╭─ Extract provided

# Sig P2022



## watchyoursix (Apr 30, 2008)

Does anybody have any experience with the P2022? I currently work security and need to buy a full-sized 9mm to qualify and get my state firearms license. I currently have a P229 and love it, but was looking for something a little bit bigger and with more ammo capacity. What are others experiences with the P2022? Would I be better off getting a P226?


----------



## Growler67 (Sep 8, 2008)

The SP is about the same size as the P229 just lighter due to the polymer frame. Max mag capacity is 15 (depending on where you live). With the P228/229 you can use the higher capacity P226 mags as they will fit and work. I've got several 17 round P226 mags for my P228 and used the "X-Grip" plate to cover the gap at the base. Fully functional and cosmetically cleaner than having the naked mag extension stick out.

Since you work for a private firm, you may want to check into the policy before going the route of the P226 mag capacity in the P229 you currently have. If 15 is the max you can carry, then either you P229 or the SP will be fine. Comes down to weight and personal preference. The SP has one of THE most underrated triggers ever. After it breaks in, it only get better.


----------



## unpecador (May 9, 2008)

My younger bro owns a SP2022 and it's a very nice gun and fun to shoot. IMO would be an excellent side arm. I have no experience with the P226 so I cannot compare. There is also a substantial price difference between the two with the SP2022 being less expensive and depending on the caliber, mag cap, etc.

If you shop online, you can get a good deal on a SP2022 9mm right now here... http://www.impactguns.com/store/798681295630.html


----------



## Growler67 (Sep 8, 2008)

Deal here by a trusted vendor and member on another forum: http://www.topgunsupply.com/handguns-sig-sauer-sigpro/

$50 difference between standard sights and night sights.


----------



## JeffsSig (Jul 13, 2008)

The SP2022 is my FAV gun!
I think it is very under priced.

You cant buy a better triger.
It is my "go to gun"

I also have a 226.


----------



## Vanguard1987 (Aug 2, 2008)

+1 on the SP2022 Jeff.

I don't have a lot of experience to draw upon but my new SP2022 9mm is very easy to shoot. I have used it in steel plate matches, bullseye, concealed carry, dry fire, etc. It came with nite sights that work well and it also came with two 15 round magazines. No extra safeties needed, solid trigger pull and comfortable (safe feeling) carry on double action. 

A little bulky for concealed carry but I take it with me anyway. Never malfunctions and you can shoot all day without discomfort. I'm a Sig fan and a SP2022 fan.


----------

╰─
╭─ Exercise data

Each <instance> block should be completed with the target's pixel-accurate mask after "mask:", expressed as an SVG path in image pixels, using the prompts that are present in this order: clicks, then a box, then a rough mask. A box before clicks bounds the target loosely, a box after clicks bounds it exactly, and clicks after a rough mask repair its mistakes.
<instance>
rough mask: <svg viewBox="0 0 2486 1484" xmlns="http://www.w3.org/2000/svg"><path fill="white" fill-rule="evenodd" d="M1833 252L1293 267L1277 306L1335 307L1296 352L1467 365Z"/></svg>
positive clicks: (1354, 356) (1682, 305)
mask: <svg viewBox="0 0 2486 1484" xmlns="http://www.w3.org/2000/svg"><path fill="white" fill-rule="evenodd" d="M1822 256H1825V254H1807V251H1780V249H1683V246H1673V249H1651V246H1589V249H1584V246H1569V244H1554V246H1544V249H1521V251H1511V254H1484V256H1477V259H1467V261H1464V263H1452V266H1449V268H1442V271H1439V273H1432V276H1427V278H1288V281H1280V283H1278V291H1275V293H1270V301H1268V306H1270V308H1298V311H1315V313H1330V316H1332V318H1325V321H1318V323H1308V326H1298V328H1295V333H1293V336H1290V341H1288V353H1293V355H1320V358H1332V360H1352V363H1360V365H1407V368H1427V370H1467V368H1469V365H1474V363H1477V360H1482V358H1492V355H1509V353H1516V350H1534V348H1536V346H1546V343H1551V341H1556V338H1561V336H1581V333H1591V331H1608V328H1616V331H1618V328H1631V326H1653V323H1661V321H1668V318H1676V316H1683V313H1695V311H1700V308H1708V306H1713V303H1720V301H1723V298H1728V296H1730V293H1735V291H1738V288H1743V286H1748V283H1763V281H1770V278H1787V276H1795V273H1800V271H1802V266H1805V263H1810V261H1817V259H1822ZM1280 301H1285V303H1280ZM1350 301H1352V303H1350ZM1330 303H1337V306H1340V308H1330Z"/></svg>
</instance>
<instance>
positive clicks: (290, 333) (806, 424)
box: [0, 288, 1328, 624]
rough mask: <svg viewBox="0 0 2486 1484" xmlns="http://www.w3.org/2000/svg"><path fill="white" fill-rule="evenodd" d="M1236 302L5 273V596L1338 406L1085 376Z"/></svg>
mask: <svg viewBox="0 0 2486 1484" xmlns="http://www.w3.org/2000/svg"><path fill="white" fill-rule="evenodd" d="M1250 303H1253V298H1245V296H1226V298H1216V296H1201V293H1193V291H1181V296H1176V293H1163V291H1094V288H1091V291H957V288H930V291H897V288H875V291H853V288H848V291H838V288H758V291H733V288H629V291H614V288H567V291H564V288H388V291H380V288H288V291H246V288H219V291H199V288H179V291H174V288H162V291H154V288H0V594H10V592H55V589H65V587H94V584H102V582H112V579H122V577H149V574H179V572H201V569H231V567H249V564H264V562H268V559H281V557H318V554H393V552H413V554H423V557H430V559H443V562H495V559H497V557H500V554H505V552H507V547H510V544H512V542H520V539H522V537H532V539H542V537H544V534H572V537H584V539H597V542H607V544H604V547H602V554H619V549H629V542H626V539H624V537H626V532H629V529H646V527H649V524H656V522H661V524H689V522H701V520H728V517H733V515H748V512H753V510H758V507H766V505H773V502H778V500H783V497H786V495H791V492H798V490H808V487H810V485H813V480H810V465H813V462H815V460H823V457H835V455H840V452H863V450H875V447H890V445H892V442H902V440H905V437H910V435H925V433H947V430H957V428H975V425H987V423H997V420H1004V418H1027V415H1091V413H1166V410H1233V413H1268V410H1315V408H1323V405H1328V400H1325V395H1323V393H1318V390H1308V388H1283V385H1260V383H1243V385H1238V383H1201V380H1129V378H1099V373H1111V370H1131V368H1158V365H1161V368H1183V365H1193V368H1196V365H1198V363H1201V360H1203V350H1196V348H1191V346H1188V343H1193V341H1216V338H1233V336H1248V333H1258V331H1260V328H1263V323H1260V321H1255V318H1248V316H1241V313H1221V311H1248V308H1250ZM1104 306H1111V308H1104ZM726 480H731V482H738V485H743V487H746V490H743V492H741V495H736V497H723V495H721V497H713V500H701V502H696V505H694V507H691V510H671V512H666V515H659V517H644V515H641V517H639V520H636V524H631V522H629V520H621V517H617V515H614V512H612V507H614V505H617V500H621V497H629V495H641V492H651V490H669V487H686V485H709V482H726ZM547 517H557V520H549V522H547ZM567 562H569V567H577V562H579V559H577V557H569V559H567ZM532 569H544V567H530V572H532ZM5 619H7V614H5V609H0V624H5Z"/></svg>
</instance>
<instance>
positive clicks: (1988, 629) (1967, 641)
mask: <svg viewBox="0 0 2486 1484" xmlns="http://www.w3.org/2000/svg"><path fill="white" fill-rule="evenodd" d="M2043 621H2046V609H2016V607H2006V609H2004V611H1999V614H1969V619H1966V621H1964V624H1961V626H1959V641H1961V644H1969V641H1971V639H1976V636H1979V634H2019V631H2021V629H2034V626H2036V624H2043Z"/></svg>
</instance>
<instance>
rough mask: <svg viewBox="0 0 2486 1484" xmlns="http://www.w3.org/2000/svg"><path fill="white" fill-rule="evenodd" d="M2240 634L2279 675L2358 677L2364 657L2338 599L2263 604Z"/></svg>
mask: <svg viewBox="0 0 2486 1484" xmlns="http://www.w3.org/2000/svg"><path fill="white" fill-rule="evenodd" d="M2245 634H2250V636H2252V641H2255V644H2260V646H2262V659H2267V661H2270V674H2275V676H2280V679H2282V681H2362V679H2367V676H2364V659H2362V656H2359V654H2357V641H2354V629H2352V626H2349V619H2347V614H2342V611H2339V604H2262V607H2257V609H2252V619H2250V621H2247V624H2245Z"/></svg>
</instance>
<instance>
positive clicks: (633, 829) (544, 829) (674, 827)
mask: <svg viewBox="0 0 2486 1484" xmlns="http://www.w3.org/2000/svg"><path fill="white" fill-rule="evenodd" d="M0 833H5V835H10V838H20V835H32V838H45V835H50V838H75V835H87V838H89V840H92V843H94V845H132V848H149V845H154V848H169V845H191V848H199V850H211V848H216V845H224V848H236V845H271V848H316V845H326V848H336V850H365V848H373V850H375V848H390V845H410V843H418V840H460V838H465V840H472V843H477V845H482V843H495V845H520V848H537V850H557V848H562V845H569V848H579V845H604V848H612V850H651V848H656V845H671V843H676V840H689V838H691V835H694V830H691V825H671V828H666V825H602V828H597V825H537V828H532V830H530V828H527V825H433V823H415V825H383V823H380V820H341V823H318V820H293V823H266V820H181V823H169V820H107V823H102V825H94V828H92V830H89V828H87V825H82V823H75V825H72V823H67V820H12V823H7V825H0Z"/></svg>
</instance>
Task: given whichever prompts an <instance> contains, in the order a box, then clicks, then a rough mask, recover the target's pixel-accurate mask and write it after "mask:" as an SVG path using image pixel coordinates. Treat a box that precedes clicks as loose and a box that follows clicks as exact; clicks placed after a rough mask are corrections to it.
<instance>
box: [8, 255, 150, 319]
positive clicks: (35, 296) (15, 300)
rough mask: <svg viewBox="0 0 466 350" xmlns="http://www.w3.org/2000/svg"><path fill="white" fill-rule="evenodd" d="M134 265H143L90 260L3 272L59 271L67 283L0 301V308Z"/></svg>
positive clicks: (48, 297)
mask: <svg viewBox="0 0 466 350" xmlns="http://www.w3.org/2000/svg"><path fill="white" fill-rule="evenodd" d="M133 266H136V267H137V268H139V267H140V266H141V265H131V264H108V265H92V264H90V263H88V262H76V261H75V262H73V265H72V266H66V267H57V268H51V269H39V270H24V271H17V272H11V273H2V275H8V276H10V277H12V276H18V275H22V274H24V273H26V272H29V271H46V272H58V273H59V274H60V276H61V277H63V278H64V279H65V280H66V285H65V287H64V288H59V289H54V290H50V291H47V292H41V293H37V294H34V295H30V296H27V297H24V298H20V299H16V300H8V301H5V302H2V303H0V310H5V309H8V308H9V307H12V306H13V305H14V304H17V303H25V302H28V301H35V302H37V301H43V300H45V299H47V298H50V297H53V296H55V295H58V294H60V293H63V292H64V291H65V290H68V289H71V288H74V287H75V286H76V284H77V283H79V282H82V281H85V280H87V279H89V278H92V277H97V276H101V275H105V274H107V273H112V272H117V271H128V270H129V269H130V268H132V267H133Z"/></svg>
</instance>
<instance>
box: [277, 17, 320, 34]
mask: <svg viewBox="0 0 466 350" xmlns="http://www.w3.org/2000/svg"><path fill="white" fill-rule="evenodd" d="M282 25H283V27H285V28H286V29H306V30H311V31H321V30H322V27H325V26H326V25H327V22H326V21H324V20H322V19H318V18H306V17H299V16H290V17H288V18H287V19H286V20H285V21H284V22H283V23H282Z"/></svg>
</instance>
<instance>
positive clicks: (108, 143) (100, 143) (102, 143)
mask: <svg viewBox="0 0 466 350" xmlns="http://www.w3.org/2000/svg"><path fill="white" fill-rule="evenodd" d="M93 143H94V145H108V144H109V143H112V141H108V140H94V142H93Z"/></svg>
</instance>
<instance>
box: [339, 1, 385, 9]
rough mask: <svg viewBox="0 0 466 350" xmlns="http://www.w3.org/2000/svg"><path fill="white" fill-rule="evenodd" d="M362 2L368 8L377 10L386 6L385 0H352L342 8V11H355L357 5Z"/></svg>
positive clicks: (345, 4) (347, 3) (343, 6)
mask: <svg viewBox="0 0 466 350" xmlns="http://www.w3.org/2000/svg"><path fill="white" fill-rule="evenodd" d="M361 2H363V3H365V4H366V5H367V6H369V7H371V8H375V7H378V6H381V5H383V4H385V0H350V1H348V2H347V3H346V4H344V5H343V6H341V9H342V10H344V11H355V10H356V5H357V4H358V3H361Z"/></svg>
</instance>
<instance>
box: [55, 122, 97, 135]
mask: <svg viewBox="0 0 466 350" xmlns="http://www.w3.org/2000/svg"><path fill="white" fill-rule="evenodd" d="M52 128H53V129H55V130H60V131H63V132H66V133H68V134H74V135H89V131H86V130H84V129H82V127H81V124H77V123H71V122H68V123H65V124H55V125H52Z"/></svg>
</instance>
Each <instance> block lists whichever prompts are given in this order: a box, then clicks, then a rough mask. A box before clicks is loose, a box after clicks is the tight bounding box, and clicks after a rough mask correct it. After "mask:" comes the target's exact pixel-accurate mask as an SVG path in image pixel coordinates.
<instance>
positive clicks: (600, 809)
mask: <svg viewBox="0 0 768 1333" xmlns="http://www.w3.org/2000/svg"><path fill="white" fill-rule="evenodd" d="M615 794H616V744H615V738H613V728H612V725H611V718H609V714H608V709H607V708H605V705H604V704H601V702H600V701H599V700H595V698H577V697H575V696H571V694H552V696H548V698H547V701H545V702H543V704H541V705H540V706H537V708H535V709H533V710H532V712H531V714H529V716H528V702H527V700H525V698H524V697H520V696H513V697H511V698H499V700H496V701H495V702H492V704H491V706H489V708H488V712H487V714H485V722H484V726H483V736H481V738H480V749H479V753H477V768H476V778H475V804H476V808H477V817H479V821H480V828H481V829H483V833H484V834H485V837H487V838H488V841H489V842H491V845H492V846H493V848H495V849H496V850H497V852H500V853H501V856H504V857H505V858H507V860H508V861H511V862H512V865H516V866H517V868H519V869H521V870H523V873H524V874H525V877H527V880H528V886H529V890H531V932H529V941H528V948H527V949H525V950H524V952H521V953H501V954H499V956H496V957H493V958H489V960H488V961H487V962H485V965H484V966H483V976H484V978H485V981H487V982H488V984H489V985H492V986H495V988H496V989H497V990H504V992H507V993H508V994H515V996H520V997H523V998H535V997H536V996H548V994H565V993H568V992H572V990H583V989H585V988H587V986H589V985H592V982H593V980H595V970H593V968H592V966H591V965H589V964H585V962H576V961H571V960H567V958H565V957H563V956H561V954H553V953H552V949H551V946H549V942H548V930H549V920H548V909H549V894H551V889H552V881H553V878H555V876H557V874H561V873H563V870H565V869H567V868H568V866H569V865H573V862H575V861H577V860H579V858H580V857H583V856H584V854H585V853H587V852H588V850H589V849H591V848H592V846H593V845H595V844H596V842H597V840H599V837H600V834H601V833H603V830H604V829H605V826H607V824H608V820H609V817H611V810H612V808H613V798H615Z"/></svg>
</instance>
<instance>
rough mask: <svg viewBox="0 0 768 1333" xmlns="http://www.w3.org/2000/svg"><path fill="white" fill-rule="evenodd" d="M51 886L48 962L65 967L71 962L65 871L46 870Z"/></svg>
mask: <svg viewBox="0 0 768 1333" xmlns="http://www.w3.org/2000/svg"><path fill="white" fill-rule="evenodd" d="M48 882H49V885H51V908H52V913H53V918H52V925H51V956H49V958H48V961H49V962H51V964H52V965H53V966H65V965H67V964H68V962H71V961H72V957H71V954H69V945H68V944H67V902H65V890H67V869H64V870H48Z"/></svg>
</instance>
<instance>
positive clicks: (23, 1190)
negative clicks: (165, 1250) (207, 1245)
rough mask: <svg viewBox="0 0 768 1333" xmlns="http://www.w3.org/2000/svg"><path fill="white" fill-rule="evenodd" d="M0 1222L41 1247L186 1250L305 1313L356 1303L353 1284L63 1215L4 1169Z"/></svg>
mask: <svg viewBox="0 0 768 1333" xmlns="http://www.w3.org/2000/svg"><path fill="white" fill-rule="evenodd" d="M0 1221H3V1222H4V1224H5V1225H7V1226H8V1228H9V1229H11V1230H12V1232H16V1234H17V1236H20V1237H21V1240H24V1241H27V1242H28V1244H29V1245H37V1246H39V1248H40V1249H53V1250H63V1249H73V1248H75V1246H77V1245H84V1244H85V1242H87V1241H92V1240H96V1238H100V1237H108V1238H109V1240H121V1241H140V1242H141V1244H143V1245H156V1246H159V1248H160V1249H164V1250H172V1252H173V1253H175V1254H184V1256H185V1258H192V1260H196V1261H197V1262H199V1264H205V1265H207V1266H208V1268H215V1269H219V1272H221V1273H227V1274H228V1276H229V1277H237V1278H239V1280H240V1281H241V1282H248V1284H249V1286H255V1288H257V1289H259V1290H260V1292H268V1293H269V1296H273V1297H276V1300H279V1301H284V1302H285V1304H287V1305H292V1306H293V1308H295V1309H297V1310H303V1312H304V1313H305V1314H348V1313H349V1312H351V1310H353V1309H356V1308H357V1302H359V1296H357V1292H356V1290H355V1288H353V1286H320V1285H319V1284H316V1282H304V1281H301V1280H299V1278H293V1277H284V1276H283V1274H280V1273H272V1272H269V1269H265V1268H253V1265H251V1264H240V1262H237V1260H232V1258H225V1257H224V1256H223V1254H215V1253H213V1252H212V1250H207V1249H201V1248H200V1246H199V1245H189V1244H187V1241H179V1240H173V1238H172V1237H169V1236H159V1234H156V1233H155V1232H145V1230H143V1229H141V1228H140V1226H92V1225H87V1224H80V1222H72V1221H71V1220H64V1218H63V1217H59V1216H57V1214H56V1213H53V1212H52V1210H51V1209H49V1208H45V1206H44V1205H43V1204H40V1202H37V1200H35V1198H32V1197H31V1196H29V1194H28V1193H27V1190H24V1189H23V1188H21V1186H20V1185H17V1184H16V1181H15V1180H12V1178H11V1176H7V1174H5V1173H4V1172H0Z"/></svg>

╰─

What to do:
#1 Translate this sentence from the Sig P2022 thread into Spanish: "I have no experience with the P226 so I cannot compare."
#2 Answer these questions from the Sig P2022 thread.
(a) Which pistol does the person who started the Sig P2022 thread already own?
(b) What maximum magazine capacity does Growler67 give for the SP?
(c) How much more do night sights cost than standard sights, according to Growler67's second post?
The lines are not needed for this work.

Answer list:
#1 No tengo experiencia con la P226, así que no puedo comparar.

#2
(a) A P229.
(b) 15 rounds, depending on where you live.
(c) $50.